>> Start

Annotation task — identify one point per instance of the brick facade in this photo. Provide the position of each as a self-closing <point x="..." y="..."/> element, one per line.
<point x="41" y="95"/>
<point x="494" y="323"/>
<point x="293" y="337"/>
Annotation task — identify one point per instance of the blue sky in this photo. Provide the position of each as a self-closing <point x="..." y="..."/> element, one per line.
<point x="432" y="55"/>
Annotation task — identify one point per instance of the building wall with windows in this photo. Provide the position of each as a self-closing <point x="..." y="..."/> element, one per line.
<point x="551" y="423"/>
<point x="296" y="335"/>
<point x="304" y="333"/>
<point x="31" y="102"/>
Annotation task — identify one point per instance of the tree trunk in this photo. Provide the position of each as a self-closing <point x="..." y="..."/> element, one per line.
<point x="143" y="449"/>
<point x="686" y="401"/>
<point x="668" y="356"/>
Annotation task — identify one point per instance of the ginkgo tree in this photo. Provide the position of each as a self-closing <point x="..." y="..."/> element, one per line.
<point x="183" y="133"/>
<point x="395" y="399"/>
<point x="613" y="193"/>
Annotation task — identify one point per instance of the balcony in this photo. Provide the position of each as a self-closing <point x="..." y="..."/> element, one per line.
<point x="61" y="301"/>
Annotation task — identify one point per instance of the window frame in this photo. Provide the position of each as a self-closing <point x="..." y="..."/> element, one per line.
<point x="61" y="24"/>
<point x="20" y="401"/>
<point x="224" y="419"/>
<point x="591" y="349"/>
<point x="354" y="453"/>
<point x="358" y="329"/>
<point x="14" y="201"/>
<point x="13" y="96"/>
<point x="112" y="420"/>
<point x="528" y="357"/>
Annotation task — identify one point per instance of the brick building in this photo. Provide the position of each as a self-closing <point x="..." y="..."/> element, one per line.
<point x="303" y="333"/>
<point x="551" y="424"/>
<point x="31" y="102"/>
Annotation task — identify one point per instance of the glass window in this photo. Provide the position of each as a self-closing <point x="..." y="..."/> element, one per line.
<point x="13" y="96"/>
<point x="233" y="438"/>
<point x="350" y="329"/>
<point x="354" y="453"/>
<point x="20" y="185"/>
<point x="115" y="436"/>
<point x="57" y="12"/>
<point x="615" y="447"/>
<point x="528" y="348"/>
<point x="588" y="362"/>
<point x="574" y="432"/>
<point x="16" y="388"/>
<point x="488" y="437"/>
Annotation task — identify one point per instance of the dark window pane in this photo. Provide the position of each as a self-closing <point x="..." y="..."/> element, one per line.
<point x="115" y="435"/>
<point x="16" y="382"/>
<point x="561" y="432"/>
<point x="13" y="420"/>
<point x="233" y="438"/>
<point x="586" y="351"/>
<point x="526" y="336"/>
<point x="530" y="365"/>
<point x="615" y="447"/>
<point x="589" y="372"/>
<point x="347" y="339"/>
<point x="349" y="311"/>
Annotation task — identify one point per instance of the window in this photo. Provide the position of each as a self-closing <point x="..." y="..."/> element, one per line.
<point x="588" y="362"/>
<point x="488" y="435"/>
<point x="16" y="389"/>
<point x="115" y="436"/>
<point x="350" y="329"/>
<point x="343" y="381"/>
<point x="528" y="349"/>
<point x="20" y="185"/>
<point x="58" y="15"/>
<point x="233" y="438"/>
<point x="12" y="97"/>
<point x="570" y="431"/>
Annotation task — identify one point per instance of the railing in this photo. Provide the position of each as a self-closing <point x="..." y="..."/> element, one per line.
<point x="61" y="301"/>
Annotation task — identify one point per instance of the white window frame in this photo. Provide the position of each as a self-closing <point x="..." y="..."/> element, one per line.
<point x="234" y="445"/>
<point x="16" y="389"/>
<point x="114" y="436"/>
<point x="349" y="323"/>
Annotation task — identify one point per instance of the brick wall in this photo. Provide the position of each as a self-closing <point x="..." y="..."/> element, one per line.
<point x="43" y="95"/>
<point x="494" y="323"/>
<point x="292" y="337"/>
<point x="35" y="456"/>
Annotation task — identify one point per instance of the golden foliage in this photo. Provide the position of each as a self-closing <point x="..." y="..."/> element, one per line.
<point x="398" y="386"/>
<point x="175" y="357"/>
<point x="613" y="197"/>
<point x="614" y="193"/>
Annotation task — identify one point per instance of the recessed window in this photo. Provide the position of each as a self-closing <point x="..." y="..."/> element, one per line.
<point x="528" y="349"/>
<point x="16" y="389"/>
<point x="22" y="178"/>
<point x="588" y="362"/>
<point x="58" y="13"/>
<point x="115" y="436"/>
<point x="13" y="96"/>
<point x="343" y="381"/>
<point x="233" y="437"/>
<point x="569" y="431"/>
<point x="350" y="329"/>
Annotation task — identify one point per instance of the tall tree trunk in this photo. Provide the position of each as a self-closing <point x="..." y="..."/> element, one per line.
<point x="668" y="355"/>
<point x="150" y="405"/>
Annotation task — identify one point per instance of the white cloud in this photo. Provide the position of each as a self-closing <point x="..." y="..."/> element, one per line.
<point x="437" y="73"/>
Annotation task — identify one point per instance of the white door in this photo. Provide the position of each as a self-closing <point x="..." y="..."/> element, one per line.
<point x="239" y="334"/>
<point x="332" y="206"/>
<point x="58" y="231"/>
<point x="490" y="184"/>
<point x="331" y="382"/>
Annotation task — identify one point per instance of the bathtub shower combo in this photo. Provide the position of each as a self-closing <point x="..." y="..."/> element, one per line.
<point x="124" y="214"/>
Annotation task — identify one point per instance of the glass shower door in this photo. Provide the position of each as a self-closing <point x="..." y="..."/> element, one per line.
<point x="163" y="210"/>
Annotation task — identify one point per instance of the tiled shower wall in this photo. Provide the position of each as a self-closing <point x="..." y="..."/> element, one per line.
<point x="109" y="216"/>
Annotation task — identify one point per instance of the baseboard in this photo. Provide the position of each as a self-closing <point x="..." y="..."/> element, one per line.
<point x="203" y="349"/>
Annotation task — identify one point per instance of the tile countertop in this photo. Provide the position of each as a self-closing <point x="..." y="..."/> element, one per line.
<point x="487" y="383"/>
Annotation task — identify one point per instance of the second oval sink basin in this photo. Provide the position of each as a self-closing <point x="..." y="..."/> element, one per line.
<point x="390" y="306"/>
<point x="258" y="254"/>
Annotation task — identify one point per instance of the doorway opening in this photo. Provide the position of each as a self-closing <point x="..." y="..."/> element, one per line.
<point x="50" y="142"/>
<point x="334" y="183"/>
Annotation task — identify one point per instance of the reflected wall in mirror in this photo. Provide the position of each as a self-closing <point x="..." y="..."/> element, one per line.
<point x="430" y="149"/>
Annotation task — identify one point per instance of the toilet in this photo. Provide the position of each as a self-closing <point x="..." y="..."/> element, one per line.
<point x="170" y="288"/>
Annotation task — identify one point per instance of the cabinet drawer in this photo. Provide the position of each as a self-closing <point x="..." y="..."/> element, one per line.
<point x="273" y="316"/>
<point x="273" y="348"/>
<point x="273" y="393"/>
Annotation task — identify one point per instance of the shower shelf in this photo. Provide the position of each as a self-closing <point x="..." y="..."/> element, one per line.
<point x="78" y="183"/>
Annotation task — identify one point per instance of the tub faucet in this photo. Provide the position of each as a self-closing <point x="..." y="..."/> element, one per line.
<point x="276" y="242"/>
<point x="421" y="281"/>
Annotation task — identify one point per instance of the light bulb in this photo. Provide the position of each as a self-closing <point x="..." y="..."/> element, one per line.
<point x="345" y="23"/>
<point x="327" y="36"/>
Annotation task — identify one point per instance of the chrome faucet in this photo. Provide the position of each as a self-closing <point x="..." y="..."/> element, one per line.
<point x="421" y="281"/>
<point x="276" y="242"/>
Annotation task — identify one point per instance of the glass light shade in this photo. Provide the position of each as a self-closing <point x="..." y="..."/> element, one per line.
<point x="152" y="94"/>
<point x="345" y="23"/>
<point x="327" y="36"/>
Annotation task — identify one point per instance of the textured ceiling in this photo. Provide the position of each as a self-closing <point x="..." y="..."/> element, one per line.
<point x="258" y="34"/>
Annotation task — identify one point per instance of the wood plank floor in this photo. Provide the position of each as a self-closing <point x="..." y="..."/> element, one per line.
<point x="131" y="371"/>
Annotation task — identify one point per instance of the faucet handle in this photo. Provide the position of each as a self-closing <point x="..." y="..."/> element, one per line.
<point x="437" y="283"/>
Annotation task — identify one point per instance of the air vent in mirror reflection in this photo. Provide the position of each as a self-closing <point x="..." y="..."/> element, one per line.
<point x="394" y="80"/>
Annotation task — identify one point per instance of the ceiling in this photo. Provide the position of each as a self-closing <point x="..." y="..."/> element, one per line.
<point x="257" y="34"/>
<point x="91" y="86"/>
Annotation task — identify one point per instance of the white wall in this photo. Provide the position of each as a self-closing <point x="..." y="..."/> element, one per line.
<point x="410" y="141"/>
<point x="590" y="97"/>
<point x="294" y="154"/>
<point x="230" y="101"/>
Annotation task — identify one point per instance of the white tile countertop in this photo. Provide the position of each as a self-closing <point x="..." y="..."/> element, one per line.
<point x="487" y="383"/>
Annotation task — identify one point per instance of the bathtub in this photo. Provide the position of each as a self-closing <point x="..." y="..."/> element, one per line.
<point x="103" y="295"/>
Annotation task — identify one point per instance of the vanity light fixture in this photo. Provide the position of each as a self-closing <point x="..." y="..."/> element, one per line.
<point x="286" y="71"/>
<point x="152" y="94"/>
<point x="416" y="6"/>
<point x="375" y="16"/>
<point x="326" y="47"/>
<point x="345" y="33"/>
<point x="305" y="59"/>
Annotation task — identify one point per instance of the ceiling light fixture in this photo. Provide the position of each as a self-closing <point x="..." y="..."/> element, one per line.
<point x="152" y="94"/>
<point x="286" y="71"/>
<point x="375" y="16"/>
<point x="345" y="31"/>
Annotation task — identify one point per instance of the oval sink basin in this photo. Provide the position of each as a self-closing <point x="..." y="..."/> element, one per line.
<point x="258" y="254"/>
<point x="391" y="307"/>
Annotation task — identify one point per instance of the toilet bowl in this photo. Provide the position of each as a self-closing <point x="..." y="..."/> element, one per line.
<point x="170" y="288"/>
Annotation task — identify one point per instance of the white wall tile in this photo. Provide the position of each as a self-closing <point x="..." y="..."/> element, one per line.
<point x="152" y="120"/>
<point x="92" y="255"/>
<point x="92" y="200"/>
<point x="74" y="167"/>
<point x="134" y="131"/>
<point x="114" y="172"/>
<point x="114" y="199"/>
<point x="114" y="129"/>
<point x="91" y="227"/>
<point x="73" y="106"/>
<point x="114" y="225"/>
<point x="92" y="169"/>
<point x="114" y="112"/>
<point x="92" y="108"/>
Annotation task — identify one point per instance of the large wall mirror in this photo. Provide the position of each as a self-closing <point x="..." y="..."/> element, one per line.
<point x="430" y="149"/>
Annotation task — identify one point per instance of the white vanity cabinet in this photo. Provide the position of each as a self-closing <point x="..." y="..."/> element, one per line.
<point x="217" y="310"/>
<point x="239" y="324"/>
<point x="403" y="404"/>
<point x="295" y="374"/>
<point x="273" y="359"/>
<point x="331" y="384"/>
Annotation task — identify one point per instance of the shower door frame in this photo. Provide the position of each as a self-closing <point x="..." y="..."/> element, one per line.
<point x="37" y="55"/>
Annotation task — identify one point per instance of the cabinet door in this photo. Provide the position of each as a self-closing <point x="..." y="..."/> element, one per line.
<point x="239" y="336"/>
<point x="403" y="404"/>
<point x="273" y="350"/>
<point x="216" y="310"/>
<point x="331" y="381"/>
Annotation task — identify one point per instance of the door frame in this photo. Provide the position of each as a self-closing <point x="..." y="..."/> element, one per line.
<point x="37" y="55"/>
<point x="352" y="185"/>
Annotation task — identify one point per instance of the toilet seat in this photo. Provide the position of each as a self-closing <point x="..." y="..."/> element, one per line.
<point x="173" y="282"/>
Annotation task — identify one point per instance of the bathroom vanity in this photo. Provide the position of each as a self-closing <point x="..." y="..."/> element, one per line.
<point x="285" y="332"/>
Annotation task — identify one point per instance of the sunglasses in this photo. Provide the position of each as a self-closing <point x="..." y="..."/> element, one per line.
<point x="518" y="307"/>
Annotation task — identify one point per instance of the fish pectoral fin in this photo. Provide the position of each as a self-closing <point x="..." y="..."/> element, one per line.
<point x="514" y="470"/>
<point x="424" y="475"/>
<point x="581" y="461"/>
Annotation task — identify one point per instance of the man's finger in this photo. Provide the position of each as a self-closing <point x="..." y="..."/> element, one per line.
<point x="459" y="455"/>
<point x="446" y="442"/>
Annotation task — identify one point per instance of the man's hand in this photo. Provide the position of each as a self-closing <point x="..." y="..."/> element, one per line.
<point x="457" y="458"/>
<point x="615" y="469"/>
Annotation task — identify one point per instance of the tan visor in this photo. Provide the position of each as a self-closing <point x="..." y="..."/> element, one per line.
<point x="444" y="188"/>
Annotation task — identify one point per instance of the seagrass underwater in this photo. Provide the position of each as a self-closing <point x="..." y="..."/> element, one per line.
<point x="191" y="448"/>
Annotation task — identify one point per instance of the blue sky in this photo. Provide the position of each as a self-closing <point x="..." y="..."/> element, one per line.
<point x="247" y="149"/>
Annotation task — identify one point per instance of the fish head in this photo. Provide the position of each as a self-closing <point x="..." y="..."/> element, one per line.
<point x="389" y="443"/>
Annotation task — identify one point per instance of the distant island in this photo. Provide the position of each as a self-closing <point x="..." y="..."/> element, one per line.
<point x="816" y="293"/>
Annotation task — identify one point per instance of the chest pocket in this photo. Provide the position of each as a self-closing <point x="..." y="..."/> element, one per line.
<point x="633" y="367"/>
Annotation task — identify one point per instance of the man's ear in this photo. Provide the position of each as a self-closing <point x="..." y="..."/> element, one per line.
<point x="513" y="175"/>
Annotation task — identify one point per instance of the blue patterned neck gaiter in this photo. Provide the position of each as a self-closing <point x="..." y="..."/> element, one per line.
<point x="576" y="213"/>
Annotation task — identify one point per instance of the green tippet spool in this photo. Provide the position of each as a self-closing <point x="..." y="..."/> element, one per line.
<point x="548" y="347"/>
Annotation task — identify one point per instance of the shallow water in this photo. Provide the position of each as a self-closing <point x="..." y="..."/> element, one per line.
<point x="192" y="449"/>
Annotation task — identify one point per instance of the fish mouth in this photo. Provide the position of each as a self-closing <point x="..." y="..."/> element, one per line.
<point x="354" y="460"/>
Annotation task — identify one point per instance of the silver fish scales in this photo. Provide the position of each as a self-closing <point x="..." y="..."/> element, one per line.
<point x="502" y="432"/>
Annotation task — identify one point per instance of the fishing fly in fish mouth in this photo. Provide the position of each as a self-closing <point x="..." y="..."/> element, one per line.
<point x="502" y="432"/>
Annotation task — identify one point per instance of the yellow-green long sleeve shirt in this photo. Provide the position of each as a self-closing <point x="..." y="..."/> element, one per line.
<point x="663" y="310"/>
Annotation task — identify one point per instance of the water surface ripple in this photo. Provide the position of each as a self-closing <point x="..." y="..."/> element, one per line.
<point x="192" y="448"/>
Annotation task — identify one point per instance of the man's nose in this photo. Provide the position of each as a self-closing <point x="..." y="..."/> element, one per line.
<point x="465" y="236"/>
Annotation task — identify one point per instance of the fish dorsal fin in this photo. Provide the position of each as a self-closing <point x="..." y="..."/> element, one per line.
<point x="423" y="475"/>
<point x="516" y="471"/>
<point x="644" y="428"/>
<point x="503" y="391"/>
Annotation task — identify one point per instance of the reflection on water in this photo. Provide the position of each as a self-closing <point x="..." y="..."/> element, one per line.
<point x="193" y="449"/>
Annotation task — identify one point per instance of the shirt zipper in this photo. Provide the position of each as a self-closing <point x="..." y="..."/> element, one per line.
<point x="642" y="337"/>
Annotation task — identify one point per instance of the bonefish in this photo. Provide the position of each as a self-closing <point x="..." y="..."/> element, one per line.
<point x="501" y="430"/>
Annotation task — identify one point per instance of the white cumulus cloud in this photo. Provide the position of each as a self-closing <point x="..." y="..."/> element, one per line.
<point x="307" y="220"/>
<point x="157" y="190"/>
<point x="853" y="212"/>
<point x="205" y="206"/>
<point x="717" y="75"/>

>> End

*Request*
Starting at the line that contains "of the bonefish", copy each line exactly through the end of the listing above. Include that first line and the last one, and add nothing.

*Correct response*
Annotation task — identify one point per instance of the bonefish in this photo. Provide the position of each as a self-closing <point x="..." y="..."/> element, one per line.
<point x="501" y="430"/>
Annotation task — identify one point per instance of the white cumulus cloud in this photo. Provide the position of each as a self-closing <point x="..." y="..."/> element, one per line.
<point x="307" y="220"/>
<point x="157" y="190"/>
<point x="853" y="212"/>
<point x="205" y="206"/>
<point x="717" y="75"/>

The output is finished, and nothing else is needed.